Senior must haves devices
Josie and Bernie Shelly are in their eighties and have no plans of slowing down!
"I've never been afraid a day riding with him," Josie Shelly told Ivanhoe.
However, an accident at home frightens them both.
"I think that's always on your mind, if he was to fall or one or the other wasn't around," Josie said.
One-in-three people over the age of 65 falls each year, but new technology is now keeping a watchful eye on our aging population.
"We are doing research to find things to keep older adults in their home longer," Debra Krotish, PhD, Assistant Director for Senior Smart, The University of South Carolina School of Medicine in Columbia, told Ivanhoe.
A vibration detector can be placed on the floor to detect if a person has fallen.
Motion detectors track a person's movement. Family members or friends can track the movement or non-movement from their computers, without being too intrusive.
"If you put them by the bedside or by the bathroom door, you know that mom has gotten up in the middle of the night," Dr. Krotish said.
New research shows 30 percent of people who end up in nursing homes do so because they couldn't manage their medication.
Well—pill dispensers have come a long way, from a box with pills divided by day to an automated pill dispenser. A caregiver can load several days' worth of medicine and the machine is coded to deliver the right amount at the right time.
And a blood pressure cuff and scale sends data by Bluetooth to an online system that family members and caregivers can access.
These are four ways to keep seniors safe and at home.
No single private insurance plan or public program pays for all types of assistive technology. Medicare pays for up to 80 percent of the cost of what it calls durable medical equipment.
The U.S. Department of Veterans Affairs offers more extensive financial assistance for veterans needing it.
BACKGROUND: Thanks to advanced medical care and increasing life expectancies, many more Americans are growing older. According to the United States Census Bureau, 7.5 million senior women and 2.6 million senior men live alone. While living alone can offer individuals a sense of independence, there are many challenges these seniors face. For example, one major concern is their security and safety. Another concern is falls. According to the Centers for Disease Control and Prevention, falls are the leading cause of injury and death among the elderly. One in three adults aged 65 and older falls every year. Another concern for seniors living on their own is medication errors. It can be difficult juggling a schedule of different drugs. A study published in the Archives of Internal Medicine in 2008 revealed more deaths from medication errors occurred at home than in hospitals, from January 1983 through December 2004. (Source: www.cdc.gov)

» ENTRIES SHOWN
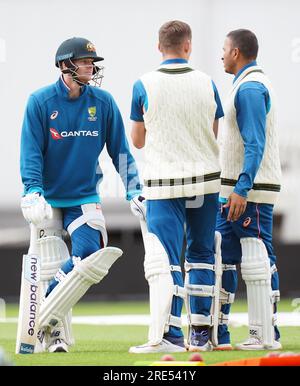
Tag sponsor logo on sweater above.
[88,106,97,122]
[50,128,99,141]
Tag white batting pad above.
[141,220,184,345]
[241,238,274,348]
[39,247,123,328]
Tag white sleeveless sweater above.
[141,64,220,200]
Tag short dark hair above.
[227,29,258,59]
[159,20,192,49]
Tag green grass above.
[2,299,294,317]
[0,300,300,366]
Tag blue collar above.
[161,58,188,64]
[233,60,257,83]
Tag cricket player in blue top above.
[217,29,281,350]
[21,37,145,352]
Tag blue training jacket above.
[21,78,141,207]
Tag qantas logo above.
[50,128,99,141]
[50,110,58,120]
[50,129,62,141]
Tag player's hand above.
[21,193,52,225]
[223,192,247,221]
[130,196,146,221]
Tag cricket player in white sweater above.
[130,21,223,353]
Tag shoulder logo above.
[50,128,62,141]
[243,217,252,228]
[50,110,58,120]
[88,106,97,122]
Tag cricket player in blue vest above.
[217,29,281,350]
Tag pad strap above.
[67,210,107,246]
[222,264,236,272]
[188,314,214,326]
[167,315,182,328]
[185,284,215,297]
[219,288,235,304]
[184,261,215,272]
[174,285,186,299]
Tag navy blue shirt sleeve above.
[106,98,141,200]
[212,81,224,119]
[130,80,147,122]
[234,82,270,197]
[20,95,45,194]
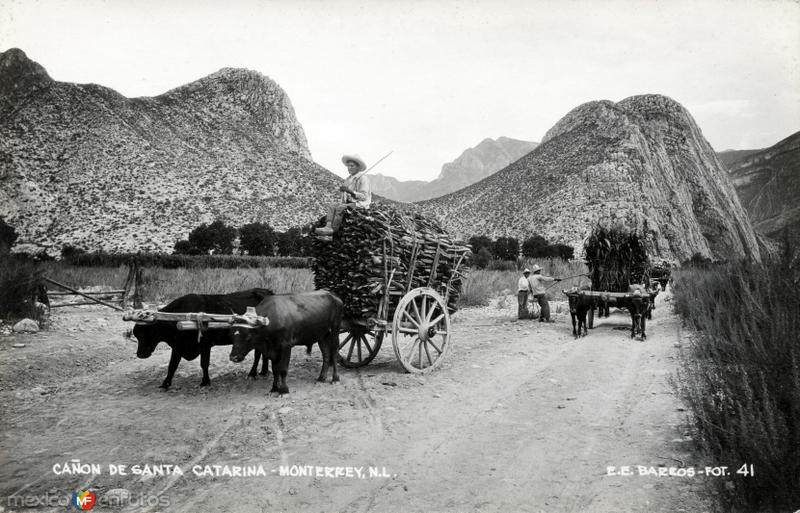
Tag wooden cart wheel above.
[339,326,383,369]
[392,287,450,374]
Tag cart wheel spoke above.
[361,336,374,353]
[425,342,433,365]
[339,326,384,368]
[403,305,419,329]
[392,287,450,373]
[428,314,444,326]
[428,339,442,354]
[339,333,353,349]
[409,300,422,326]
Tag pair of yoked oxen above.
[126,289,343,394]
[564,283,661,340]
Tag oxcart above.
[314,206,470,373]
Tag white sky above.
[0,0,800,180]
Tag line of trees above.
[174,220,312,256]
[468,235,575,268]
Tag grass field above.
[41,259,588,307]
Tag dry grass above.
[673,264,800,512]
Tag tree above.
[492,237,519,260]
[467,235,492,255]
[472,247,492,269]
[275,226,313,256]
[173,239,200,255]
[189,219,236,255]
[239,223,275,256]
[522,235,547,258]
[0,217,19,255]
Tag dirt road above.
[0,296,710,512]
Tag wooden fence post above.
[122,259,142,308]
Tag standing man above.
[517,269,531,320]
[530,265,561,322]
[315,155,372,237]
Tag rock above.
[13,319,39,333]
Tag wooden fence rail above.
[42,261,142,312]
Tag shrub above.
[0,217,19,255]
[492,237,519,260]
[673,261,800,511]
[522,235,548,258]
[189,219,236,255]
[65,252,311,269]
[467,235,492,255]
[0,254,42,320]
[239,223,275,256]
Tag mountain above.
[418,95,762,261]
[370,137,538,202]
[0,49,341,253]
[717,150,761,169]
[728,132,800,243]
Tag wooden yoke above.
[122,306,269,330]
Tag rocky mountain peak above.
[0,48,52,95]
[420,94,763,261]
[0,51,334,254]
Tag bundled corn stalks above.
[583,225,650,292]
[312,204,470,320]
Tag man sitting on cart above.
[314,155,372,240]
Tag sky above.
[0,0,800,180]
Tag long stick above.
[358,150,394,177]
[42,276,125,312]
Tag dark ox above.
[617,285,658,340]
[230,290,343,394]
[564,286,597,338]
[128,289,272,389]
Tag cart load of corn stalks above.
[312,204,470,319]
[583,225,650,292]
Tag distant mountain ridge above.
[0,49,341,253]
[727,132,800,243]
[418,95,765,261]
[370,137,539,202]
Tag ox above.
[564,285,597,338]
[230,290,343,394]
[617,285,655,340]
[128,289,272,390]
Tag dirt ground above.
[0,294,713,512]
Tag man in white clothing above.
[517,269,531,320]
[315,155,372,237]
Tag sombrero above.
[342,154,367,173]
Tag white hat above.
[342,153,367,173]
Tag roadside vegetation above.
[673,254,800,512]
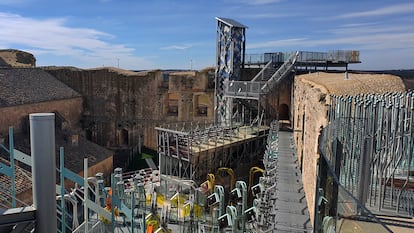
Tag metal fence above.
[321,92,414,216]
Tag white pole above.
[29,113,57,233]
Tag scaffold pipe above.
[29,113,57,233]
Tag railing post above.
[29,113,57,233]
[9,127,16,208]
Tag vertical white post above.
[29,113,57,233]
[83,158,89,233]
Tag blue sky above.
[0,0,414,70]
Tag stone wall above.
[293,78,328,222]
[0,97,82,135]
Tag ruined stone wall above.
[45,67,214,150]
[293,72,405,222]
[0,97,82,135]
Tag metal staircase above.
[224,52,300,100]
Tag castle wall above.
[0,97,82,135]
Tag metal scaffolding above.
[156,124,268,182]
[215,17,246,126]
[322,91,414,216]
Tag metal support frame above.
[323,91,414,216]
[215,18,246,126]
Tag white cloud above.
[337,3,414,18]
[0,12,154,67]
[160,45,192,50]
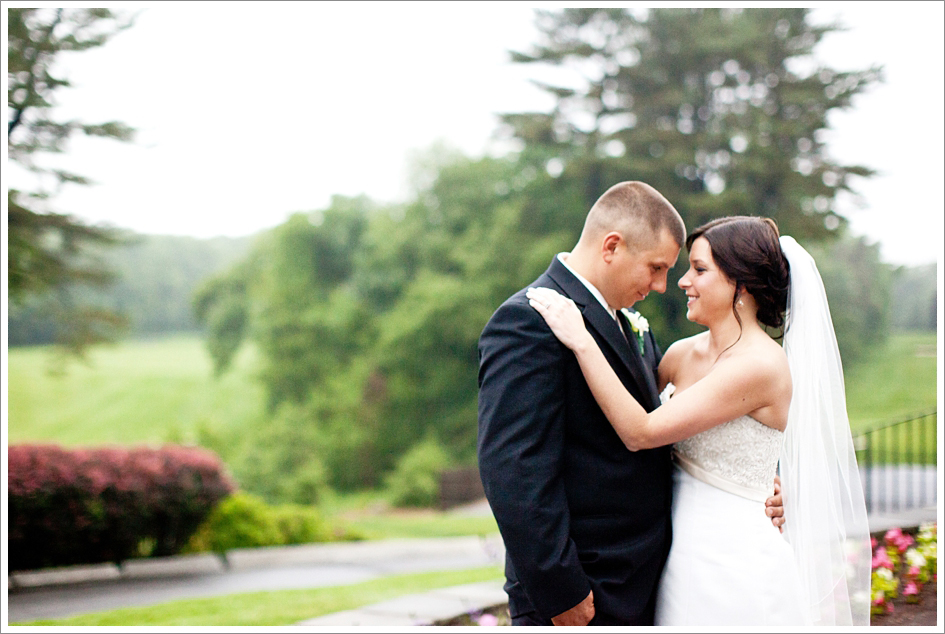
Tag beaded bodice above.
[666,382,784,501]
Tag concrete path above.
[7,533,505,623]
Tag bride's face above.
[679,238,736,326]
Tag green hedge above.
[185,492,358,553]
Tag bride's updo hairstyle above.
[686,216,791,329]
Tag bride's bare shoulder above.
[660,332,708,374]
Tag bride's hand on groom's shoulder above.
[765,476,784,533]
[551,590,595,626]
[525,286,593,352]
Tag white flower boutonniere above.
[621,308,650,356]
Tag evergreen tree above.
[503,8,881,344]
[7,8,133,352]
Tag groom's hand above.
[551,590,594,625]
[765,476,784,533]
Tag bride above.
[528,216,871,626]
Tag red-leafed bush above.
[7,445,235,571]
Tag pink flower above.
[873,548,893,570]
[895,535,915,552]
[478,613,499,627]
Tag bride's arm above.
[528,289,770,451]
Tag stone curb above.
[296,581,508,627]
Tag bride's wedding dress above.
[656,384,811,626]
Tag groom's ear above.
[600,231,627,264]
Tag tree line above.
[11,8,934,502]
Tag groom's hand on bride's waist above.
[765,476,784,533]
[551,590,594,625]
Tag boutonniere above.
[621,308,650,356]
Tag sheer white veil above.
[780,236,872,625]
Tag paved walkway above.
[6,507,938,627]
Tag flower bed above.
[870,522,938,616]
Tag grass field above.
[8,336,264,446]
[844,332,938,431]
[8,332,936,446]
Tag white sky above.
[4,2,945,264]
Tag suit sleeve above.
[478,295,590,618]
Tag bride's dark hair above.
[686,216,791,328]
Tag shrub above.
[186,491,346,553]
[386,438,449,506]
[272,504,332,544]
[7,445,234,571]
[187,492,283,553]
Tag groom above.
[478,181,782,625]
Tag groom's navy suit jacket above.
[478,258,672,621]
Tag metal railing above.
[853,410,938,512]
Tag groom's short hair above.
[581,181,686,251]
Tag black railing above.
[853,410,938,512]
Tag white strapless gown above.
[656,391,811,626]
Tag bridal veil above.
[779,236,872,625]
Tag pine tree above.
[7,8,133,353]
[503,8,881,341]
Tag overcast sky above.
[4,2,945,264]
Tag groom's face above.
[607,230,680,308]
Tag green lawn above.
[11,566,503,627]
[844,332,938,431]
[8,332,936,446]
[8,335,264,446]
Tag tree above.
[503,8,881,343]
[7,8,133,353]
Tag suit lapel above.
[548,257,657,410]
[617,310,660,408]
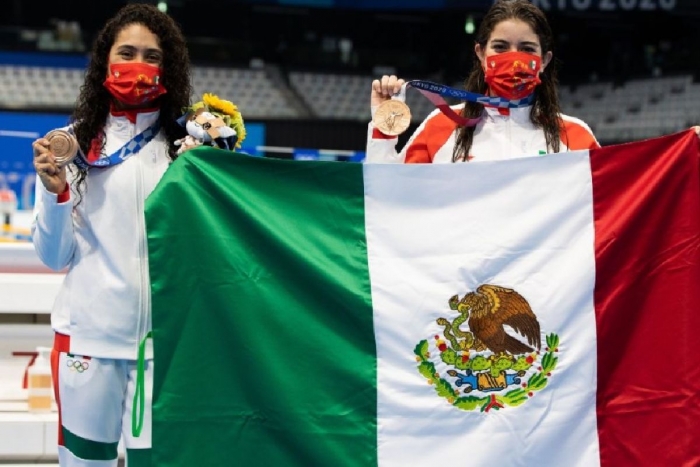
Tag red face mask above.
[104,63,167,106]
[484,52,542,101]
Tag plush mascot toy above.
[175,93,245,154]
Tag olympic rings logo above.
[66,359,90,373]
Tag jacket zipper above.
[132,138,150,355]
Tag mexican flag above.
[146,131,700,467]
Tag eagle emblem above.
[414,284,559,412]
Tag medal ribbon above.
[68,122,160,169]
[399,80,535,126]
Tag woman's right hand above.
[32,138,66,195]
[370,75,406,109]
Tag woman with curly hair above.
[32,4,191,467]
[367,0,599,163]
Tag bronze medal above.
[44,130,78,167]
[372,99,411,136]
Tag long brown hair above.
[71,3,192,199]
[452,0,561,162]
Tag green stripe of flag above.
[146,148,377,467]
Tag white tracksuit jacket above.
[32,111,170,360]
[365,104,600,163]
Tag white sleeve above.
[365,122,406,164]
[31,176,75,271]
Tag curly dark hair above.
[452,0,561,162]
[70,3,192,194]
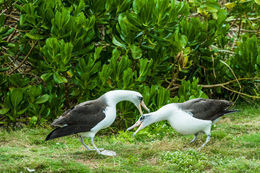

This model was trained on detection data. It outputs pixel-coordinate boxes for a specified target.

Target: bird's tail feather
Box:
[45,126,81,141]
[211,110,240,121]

» WHAT TO WORK ON
From the article on devices for seniors, extract the passage from "These are four" up to and including "durable medical equipment.".

» REPLY
These are four ways to keep seniors safe and at home.
No single private insurance plan or public program pays for all types of assistive technology. Medicare pays for up to 80 percent of the cost of what it calls durable medical equipment.